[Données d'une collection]

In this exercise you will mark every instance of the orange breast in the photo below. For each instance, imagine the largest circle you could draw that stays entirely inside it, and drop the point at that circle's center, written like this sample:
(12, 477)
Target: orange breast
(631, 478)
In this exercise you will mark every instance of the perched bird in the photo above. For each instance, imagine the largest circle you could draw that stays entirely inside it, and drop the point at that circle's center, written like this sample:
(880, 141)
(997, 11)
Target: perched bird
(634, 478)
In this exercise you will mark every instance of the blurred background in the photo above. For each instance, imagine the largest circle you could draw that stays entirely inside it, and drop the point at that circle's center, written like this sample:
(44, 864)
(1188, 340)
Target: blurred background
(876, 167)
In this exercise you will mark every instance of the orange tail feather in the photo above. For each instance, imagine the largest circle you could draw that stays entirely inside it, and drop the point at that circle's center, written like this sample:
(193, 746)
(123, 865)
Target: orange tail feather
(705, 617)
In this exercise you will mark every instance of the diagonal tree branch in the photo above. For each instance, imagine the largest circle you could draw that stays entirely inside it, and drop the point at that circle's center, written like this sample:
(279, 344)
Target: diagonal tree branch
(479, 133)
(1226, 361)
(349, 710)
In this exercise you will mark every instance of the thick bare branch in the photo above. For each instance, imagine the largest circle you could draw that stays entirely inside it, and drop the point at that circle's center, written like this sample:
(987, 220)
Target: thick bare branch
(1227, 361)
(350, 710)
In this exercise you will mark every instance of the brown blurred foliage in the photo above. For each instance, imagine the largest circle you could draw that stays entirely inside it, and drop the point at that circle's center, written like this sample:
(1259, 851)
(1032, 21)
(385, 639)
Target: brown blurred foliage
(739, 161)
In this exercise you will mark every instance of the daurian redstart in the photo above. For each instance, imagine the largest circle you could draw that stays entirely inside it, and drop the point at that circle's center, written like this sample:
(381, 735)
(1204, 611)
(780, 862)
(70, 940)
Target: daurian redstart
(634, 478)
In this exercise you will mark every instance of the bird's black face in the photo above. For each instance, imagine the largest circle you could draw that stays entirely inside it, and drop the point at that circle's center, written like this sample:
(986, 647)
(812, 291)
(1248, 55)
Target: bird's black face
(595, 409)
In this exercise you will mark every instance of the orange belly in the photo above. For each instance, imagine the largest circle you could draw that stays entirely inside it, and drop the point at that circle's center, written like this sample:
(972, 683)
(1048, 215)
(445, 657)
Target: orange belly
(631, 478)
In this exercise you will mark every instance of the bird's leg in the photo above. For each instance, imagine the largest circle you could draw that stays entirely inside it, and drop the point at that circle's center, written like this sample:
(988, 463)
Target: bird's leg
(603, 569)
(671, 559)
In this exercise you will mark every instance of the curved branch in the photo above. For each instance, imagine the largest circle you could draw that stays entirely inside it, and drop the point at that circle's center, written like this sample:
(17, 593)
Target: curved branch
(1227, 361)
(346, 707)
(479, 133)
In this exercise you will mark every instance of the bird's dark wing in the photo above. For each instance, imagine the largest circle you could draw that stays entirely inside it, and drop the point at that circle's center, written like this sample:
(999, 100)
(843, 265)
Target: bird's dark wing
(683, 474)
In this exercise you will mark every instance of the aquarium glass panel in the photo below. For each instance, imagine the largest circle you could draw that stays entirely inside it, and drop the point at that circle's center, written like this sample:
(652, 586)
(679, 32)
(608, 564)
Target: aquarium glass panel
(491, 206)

:: CONSIGNE ::
Renomme « glass panel » en « glass wall » dans tout ce qui va de la ligne contenant « In this exercise you will mark every instance of the aquarium » jusqu'à la fin des données, puis redonne ce passage sans aucune autre modification.

:: RÉPONSE ::
In this exercise you will mark every instance of the aquarium glass wall in the photo below. For each instance, imagine the largest circle you could draw that stays entirely inside it, and drop the point at that circle's center, written like this sample:
(652, 586)
(679, 32)
(608, 564)
Target: aquarium glass wall
(491, 206)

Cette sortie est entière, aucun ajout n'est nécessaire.